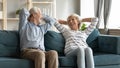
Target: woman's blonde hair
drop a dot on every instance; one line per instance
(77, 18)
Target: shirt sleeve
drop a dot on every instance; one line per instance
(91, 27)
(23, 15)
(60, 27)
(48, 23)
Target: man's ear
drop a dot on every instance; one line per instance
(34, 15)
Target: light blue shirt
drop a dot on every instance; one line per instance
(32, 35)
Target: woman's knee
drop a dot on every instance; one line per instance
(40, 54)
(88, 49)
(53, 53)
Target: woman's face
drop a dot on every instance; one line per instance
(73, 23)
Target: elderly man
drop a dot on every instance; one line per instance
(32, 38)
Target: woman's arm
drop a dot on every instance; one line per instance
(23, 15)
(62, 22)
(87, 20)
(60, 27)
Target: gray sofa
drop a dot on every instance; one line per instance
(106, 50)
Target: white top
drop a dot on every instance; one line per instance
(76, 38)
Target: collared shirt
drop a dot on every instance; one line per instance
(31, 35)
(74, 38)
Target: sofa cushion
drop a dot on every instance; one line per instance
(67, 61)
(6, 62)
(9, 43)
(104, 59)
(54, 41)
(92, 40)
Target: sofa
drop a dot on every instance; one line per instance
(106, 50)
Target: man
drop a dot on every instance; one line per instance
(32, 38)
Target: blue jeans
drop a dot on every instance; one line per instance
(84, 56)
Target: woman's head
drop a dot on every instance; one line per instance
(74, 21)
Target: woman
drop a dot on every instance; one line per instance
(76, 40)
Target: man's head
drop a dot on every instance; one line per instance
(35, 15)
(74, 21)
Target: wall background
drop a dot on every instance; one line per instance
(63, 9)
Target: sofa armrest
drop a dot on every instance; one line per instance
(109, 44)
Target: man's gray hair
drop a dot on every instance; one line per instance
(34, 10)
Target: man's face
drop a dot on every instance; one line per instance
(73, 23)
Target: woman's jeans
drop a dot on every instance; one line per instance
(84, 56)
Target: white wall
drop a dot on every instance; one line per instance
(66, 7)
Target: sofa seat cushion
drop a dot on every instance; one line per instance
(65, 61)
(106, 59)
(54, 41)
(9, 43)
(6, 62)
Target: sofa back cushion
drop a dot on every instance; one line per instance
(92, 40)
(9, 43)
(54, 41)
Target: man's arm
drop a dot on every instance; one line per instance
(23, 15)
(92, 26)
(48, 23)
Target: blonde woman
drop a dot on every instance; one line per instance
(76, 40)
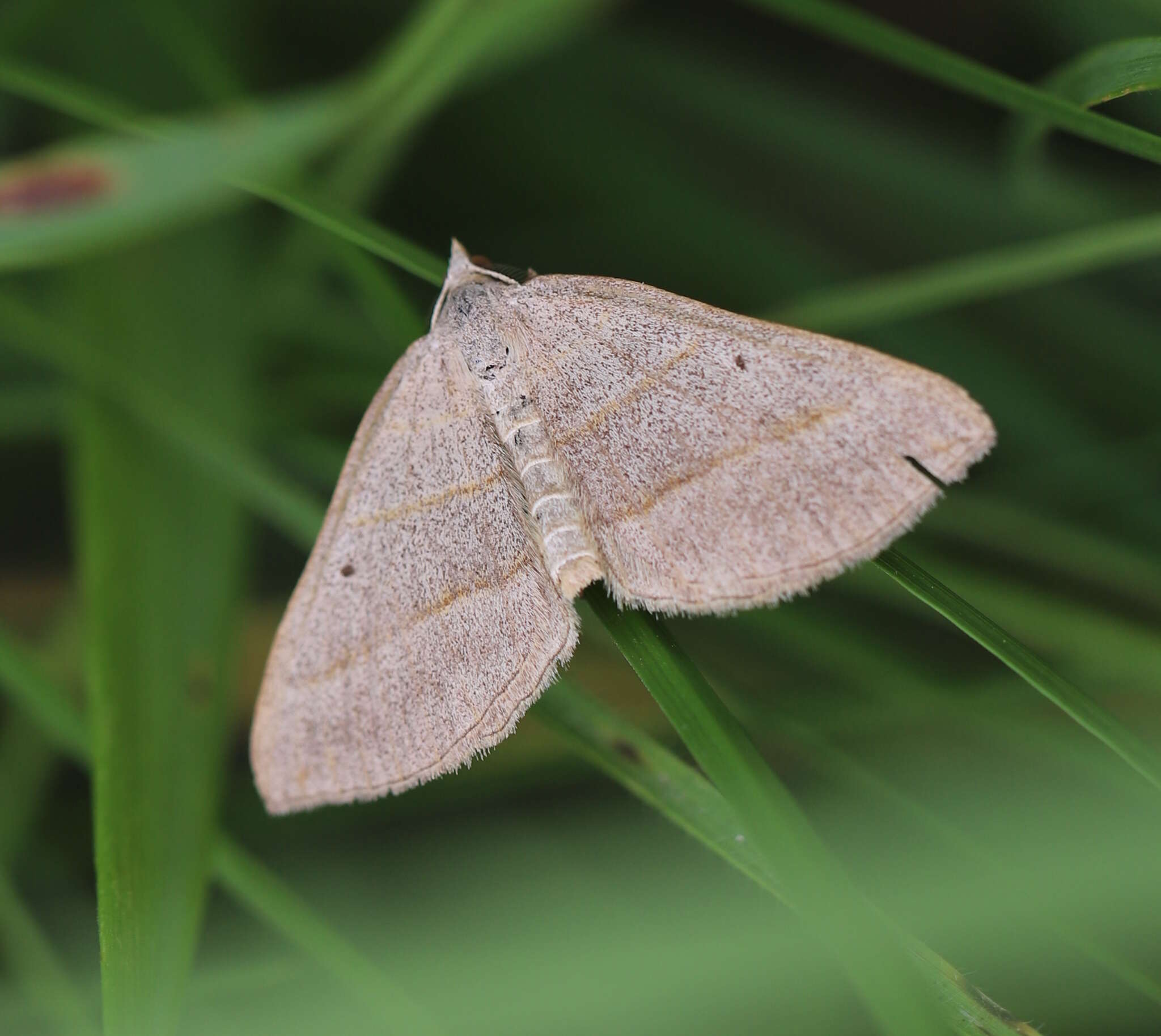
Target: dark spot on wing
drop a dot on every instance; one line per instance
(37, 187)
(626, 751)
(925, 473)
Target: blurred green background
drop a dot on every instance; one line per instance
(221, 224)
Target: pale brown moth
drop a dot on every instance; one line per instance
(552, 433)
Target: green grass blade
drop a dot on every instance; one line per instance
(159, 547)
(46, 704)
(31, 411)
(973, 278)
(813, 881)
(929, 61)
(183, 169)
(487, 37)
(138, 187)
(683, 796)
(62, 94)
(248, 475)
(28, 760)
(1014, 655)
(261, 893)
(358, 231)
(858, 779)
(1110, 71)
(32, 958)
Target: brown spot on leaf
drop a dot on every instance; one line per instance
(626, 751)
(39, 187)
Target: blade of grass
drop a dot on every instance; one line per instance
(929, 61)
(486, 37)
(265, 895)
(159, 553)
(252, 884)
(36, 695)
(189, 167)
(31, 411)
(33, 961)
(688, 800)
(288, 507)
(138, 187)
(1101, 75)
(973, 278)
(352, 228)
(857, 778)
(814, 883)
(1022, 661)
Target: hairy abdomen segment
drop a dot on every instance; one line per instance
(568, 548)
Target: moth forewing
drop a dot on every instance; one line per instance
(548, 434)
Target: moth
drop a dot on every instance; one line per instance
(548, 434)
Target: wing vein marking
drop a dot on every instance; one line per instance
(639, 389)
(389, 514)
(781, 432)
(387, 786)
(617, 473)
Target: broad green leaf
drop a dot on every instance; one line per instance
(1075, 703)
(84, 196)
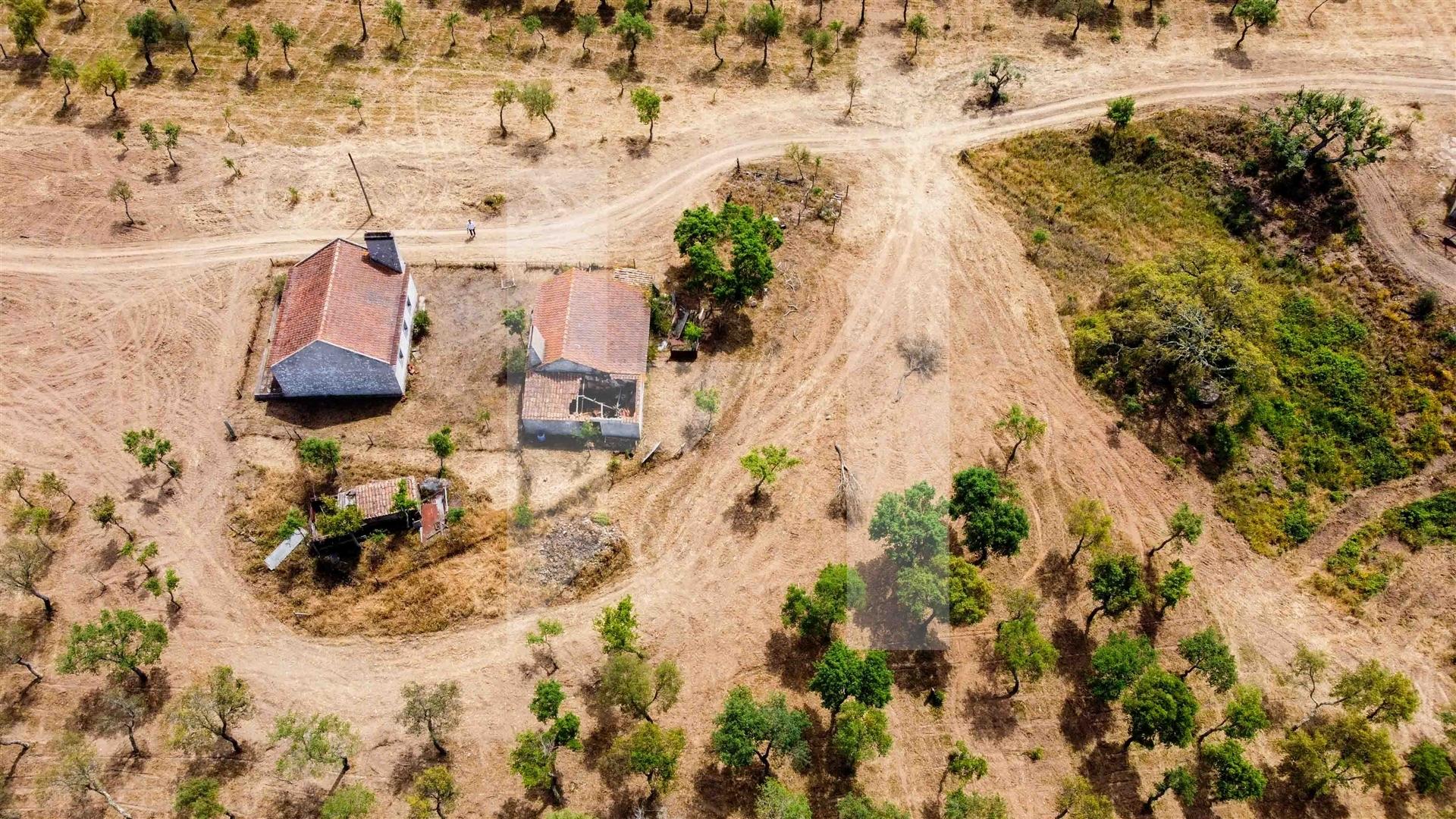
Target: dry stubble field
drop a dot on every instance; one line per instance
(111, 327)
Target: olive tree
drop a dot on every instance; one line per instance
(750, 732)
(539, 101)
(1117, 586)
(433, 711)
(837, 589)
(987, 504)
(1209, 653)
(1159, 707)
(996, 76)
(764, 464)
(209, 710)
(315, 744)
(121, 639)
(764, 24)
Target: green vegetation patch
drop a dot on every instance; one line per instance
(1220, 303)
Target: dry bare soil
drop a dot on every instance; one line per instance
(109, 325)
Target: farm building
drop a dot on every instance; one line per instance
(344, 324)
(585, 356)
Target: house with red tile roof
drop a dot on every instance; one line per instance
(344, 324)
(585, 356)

········

§ **What is expected**
Render the listing as a numbered list, omitting blank lines and leaving out the pictures.

§ **Complete response**
1. Target: woman's blonde hair
2. drop a dot on every instance; one line per instance
3. (77, 18)
4. Target: shirt sleeve
5. drop a dot on every instance; one line per instance
6. (91, 27)
7. (23, 15)
8. (60, 27)
9. (48, 23)
10. Target: man's ear
11. drop a dot on every instance; one line per instance
12. (34, 15)
13. Target: light blue shirt
14. drop a dot on every instance; one line per instance
15. (32, 35)
16. Target: woman's knee
17. drop a dot on every instance; one line per instance
18. (40, 54)
19. (88, 49)
20. (53, 53)
21. Target: woman's face
22. drop a dot on every instance; one line per instance
23. (73, 23)
24. Target: elderly man
25. drop a dot on every instance; one line per instance
26. (32, 38)
27. Target: woman's arm
28. drop a dot on every instance; one line per instance
29. (23, 15)
30. (62, 22)
31. (87, 20)
32. (60, 27)
33. Target: gray sofa
34. drop a dot on every instance; one line per instance
35. (106, 50)
36. Target: white top
37. drop a dot on every instance; one line per instance
38. (76, 38)
39. Target: collared shirt
40. drop a dot on every instance; one line per instance
41. (31, 35)
42. (74, 38)
43. Target: sofa cushion
44. drop a dot on every instance; one line per instance
45. (67, 61)
46. (6, 62)
47. (9, 43)
48. (104, 59)
49. (54, 41)
50. (92, 40)
51. Target: sofa
52. drop a dot on every instance; one line per instance
53. (106, 50)
54. Target: man
55. drop a dot on every instance; one line per instance
56. (32, 38)
57. Target: blue jeans
58. drop a dot on every instance; one line per instance
59. (84, 56)
60. Target: woman's head
61. drop a dot on every instance; one line per instance
62. (74, 21)
63. Target: woman
64. drop a dot on every instance; one line per instance
65. (76, 40)
66. Target: man's head
67. drop a dot on every instance; one line per instance
68. (35, 15)
69. (74, 21)
70. Target: wall background
71. drop a dot on every instance; one line per instance
72. (63, 9)
73. Target: sofa armrest
74. drop a dot on every instance; one line per instance
75. (109, 44)
76. Target: man's gray hair
77. drop a dot on every instance; one line per instance
78. (34, 10)
79. Target: man's face
80. drop a dot on every instance; one line per instance
81. (73, 23)
82. Target: woman's jeans
83. drop a dot on every instance; one line per instance
84. (84, 56)
85. Target: white wall
86. drop a dot on every instance; one line per instance
87. (66, 7)
88. Target: sofa seat cushion
89. drop a dot on every instance; one line per instance
90. (65, 61)
91. (106, 59)
92. (54, 41)
93. (9, 43)
94. (6, 62)
95. Target: sofa back cushion
96. drop a dot on every instance; one line per instance
97. (92, 40)
98. (9, 43)
99. (54, 41)
100. Target: man's arm
101. drop a dot on every instance; one line per instance
102. (23, 15)
103. (92, 26)
104. (48, 23)
105. Target: blonde woman
106. drop a dot on every instance; one line per instance
107. (76, 40)
108. Target: dark spot on wing
109. drop a dot on every instance; one line per instance
110. (37, 187)
111. (626, 751)
112. (925, 473)
113. Target: blurred green background
114. drop a dot on every instance; one line per instance
115. (221, 224)
116. Target: pale brown moth
117. drop a dot on every instance; one line per instance
118. (552, 433)
119. Target: green grass blade
120. drop a dot on every instance; one line per instance
121. (159, 547)
122. (46, 704)
123. (31, 411)
124. (973, 278)
125. (813, 881)
126. (929, 61)
127. (183, 169)
128. (487, 37)
129. (138, 187)
130. (683, 796)
131. (62, 94)
132. (248, 475)
133. (28, 760)
134. (1014, 655)
135. (261, 893)
136. (358, 231)
137. (858, 779)
138. (1110, 71)
139. (32, 958)
140. Target: brown spot on leaf
141. drop a dot on every instance; one line per instance
142. (626, 751)
143. (39, 187)
144. Target: blade of grass
145. drop a dot on every instance; one line per instance
146. (929, 61)
147. (486, 37)
148. (265, 895)
149. (159, 553)
150. (252, 884)
151. (36, 695)
152. (189, 167)
153. (31, 411)
154. (33, 961)
155. (688, 800)
156. (288, 507)
157. (138, 187)
158. (1101, 75)
159. (973, 278)
160. (352, 228)
161. (857, 778)
162. (814, 883)
163. (1022, 661)
164. Target: hairy abdomen segment
165. drop a dot on every instance; one line per instance
166. (568, 548)
167. Target: moth forewing
168. drop a dot on every instance; one line per instance
169. (548, 434)
170. Target: moth
171. drop a dot on every instance; one line per instance
172. (548, 434)
173. Target: wing vein marking
174. drop a dot on every instance; one line per instance
175. (639, 389)
176. (389, 514)
177. (781, 432)
178. (387, 786)
179. (617, 473)
180. Target: broad green leaf
181. drop a dot on every instance; one line per instance
182. (1075, 703)
183. (84, 196)
184. Target: dry stubble field
185. drop a dot on every instance; one line per instance
186. (111, 327)
187. Target: olive tree
188. drop a dot on every instance; one line per instance
189. (750, 732)
190. (539, 101)
191. (1117, 586)
192. (433, 711)
193. (837, 589)
194. (987, 504)
195. (1209, 653)
196. (1159, 707)
197. (996, 76)
198. (764, 464)
199. (209, 710)
200. (315, 744)
201. (121, 639)
202. (764, 24)
203. Target: green vegetation patch
204. drop a dot on every instance; one line per instance
205. (1220, 303)
206. Target: dry bare soil
207. drop a dot on every instance; one line per instance
208. (109, 325)
209. Target: farm building
210. drop a dot on every instance; one line per instance
211. (344, 324)
212. (585, 356)
213. Target: house with red tile roof
214. drop a dot on every instance; one line per instance
215. (344, 324)
216. (585, 356)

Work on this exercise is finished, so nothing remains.